> _What is expected_:
Transcribe, exactly as they appear, only the lines from the one holding "In this exercise you will tag the lamp" through the end of the entries below.
==*==
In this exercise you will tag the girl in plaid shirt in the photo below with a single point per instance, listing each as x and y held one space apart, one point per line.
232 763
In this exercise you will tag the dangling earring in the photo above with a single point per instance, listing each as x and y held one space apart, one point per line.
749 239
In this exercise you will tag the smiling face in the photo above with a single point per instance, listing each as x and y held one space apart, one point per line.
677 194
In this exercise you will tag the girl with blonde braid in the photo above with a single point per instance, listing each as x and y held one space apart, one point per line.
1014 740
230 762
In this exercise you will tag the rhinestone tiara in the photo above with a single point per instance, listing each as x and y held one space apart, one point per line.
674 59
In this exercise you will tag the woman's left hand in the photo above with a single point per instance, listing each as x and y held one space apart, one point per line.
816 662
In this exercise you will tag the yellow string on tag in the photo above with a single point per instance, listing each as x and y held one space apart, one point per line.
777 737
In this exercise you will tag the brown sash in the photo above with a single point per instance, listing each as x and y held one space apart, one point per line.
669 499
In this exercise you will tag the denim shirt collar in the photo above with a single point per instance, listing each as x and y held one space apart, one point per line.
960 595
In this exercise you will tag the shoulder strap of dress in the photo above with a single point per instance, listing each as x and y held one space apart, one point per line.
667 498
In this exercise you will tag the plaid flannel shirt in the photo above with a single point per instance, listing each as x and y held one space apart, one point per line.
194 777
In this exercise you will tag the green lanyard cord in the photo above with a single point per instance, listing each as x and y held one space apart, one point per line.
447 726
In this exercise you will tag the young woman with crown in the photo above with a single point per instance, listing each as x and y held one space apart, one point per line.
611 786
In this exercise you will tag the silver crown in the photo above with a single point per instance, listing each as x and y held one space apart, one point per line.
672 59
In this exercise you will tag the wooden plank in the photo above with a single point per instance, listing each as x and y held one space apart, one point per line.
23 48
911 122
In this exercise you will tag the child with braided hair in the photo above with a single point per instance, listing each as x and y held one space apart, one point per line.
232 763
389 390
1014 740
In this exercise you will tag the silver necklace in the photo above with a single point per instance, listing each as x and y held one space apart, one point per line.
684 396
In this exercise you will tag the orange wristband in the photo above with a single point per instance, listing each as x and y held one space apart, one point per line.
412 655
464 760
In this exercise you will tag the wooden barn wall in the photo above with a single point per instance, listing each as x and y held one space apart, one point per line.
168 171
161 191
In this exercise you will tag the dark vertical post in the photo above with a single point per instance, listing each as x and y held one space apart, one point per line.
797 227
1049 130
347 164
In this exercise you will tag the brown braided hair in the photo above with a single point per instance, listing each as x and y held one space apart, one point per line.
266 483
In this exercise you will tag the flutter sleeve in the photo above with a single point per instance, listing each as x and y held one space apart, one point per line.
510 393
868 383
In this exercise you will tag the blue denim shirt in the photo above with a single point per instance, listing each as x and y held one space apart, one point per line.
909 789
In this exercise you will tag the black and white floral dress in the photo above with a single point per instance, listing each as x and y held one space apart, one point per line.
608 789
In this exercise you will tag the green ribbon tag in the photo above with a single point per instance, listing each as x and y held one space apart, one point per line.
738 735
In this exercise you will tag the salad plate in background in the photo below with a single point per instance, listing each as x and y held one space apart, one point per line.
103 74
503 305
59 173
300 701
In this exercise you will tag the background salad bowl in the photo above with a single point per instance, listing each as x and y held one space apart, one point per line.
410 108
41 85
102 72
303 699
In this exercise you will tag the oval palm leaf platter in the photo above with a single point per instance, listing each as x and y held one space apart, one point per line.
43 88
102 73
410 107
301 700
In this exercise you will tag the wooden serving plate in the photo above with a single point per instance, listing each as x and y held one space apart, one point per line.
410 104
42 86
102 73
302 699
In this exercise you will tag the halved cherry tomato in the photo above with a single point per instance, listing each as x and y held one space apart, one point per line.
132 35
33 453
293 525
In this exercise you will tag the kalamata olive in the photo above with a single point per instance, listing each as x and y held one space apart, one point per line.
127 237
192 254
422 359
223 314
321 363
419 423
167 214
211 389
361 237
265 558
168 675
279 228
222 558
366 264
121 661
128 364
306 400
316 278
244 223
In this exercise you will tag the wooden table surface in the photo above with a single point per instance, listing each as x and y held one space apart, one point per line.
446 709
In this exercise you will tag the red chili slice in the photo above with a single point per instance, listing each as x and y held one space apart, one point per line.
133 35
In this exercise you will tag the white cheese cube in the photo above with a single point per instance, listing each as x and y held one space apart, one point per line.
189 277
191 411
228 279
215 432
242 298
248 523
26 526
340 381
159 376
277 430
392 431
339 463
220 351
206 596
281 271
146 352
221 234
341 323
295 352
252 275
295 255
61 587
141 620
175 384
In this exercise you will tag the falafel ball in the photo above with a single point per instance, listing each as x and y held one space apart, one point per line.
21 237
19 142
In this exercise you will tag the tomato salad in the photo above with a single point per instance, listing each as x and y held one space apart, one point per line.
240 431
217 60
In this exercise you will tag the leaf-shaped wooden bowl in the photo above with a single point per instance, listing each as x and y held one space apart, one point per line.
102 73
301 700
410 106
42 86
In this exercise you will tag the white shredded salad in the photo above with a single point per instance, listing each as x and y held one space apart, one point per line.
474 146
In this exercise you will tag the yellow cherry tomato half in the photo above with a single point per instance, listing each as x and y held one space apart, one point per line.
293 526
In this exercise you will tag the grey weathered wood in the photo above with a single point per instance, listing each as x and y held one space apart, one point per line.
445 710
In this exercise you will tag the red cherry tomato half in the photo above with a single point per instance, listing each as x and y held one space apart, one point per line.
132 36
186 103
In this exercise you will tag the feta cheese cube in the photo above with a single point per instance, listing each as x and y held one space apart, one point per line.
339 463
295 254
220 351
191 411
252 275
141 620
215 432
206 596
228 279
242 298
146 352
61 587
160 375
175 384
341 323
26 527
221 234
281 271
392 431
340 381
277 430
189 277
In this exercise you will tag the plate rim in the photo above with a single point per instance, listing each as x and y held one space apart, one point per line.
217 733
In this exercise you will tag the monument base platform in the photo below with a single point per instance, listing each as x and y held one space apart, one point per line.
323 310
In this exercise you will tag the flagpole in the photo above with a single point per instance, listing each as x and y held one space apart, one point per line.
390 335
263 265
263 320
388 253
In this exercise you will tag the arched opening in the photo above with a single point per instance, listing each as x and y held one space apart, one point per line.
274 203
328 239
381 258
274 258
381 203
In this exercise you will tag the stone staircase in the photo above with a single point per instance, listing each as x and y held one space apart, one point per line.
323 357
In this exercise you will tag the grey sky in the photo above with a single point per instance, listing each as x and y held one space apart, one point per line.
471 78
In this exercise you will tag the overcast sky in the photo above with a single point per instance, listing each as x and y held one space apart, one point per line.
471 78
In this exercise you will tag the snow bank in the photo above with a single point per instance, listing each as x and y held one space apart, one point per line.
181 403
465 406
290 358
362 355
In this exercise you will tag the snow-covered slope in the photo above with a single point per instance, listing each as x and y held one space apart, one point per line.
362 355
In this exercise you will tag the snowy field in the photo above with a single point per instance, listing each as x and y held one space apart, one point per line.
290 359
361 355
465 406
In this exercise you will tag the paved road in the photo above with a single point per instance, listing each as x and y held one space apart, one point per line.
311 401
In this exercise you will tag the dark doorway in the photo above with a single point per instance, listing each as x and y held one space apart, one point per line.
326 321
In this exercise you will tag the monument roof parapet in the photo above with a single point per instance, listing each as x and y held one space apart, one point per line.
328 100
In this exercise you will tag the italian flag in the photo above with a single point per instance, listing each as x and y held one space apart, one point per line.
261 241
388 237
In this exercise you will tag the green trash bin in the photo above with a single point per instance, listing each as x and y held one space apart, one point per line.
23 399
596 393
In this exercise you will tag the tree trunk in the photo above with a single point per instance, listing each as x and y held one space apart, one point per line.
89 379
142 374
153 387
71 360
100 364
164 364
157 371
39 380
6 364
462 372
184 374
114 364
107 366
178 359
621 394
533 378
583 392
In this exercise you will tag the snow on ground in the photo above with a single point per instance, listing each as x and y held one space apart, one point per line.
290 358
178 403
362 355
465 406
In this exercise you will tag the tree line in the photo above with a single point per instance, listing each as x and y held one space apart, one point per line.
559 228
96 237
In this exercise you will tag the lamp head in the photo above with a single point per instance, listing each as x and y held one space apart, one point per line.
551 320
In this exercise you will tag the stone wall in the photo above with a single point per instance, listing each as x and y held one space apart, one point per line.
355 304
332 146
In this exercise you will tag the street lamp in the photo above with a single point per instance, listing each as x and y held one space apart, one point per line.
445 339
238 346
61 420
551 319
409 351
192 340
==*==
> _Response_:
In this exercise you will tag the lamp head in the photo above with a single point per instance, listing each as x and y held one space apart, one point per line.
551 320
In this exercise you will tag the stone wall in the photo above with a single point per instance, listing each as x and y held one space apart, one point per line.
355 304
332 146
In this exercise you will tag the street lamp in the photo above with a single point per instance, listing each as x and y held one space apart, one point per line.
445 339
238 346
61 420
551 319
409 351
192 340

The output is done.